> SOURCE PASSAGE
Lexical structure: move the description of CRLF normalization

We now say that CRLF normalization happens as a separate pass before tokenization.
2024-01-27 23:49:41 +00:00 · 2024-01-27 23:49:41 +00:00 · fa56fdba0e
parent a0b119535e
commit fa56fdba0e
3 changed files with 54 additions and 26 deletions
--- a/src/comments.md
+++ b/src/comments.md
@ -30,7 +30,7 @@
 > &nbsp;&nbsp; | INNER_BLOCK_DOC
 >
 > _IsolatedCR_ :\
-> &nbsp;&nbsp; _A `\r` not followed by a `\n`_
+> &nbsp;&nbsp; \\r

 ## Non-doc comments

@ -53,8 +53,9 @@ that follows.  That is, they are equivalent to writing `#![doc="..."]` around
 the body of the comment. `//!` comments are usually used to document
 modules that occupy a source file.

-Isolated CRs (`\r`), i.e. not followed by LF (`\n`), are not allowed in doc
-comments.
+The character `U+000D` (CR) is not allowed in doc comments.
+
+> **Note**:  The sequence `U+000D` (CR) immediately followed by `U+000A` (LF) would have been previously transformed into a single `U+000A` (LF).

 ## Examples

--- a/src/input-format.md
+++ b/src/input-format.md
@ -1,3 +1,22 @@
 # Input format

-Rust input is interpreted as a sequence of Unicode code points encoded in UTF-8.

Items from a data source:

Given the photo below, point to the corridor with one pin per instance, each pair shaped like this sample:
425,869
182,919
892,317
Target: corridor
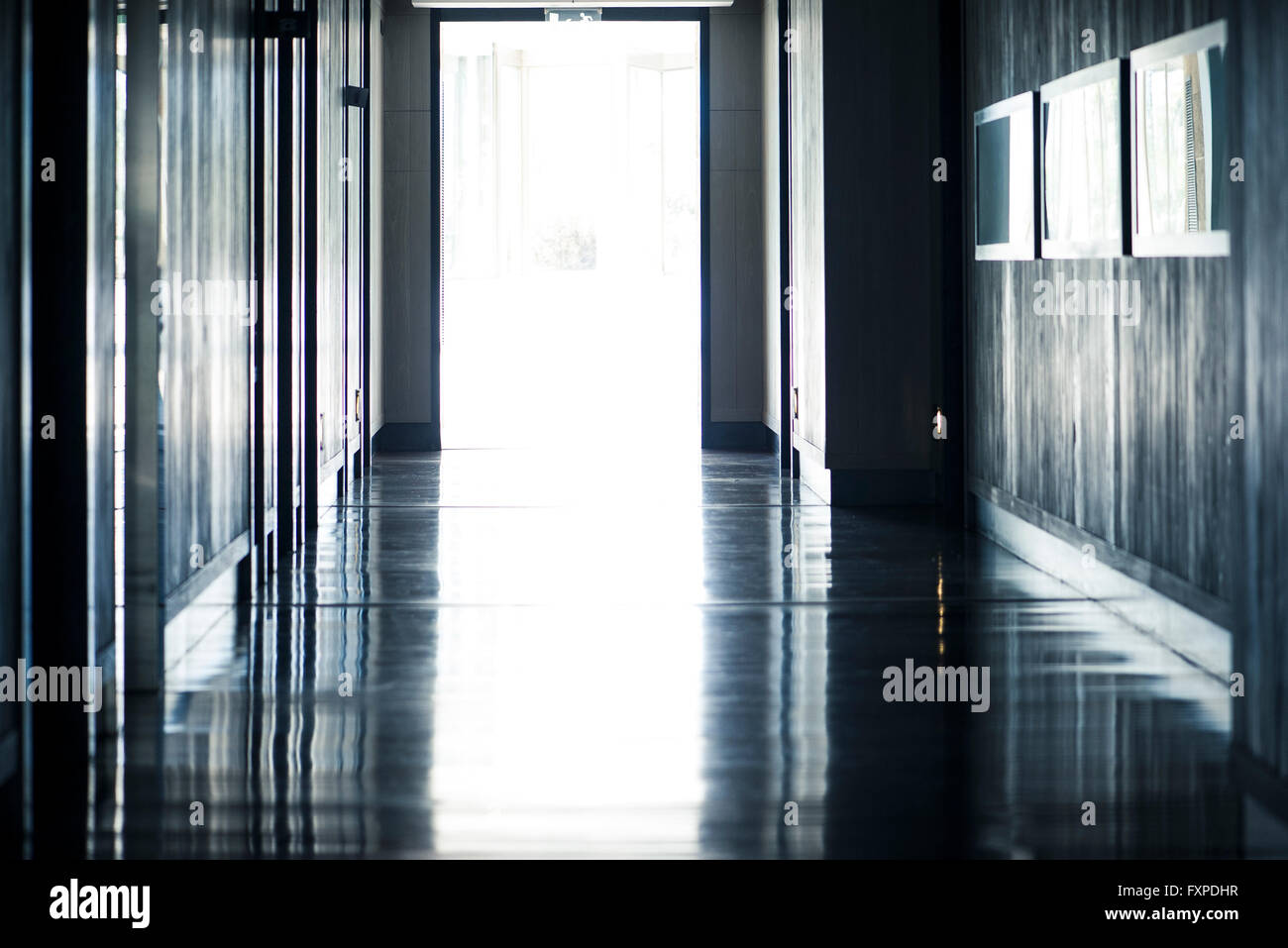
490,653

* * *

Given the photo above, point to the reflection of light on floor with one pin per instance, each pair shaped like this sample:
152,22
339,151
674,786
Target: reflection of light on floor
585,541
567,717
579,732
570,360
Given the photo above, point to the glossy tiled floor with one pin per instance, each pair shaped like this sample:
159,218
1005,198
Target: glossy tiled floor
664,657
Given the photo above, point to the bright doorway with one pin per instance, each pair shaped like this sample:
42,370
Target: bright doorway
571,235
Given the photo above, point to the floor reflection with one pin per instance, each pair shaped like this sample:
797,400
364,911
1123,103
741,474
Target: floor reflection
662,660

---

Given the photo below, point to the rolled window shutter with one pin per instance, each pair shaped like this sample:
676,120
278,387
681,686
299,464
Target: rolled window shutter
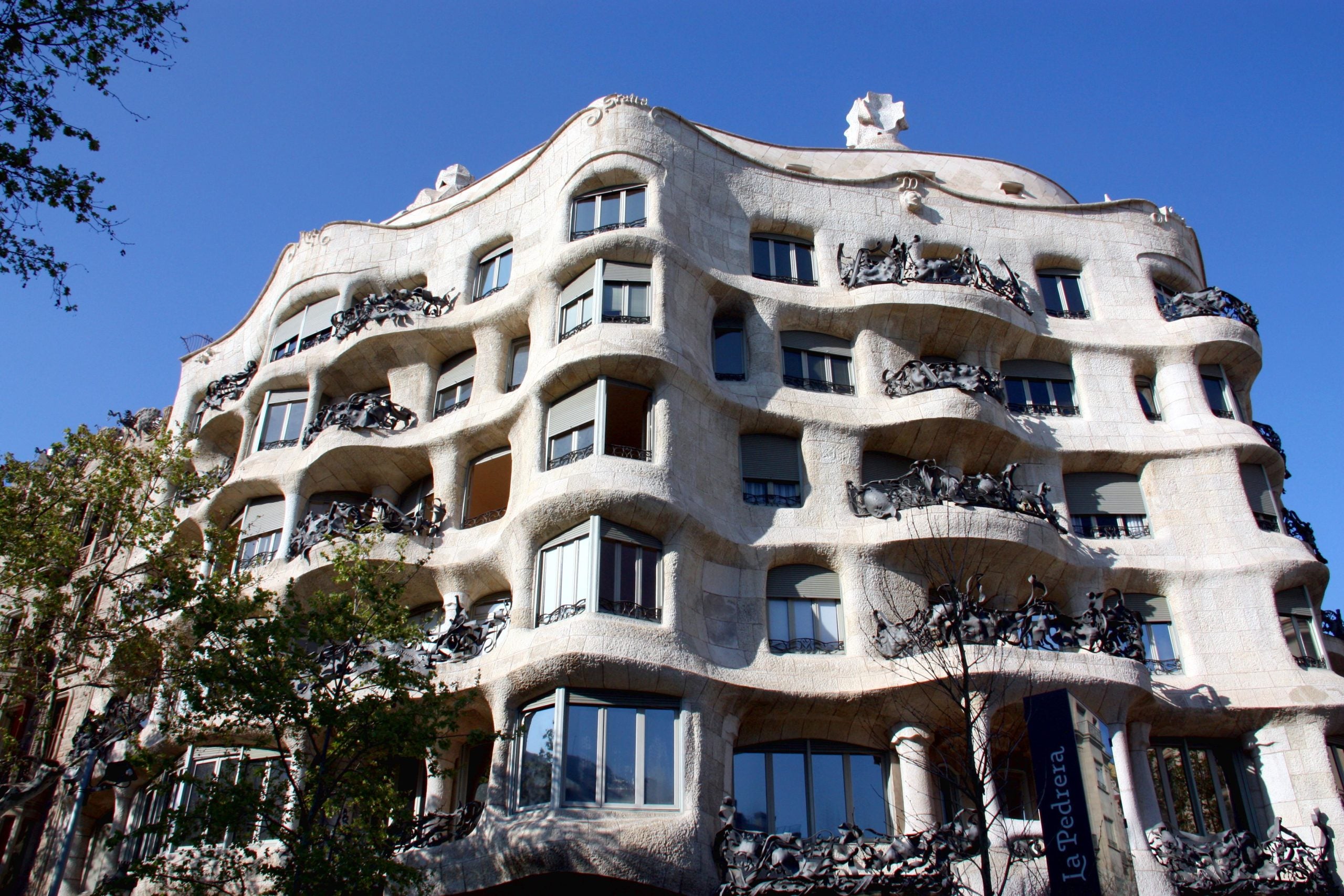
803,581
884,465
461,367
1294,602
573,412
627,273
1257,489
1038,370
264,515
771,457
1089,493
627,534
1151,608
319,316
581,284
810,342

> GIVEN REQUEST
Reproduce the part of the commit page on CRLF normalization starting with "## Examples" and going on through "encoded in UTF-8.".

> OUTPUT OF THE EXERCISE
## Examples

--- a/src/input-format.md
+++ b/src/input-format.md
@ -1,3 +1,22 @@
 # Input format

-Rust input is interpreted as a sequence of Unicode code points encoded in UTF-8.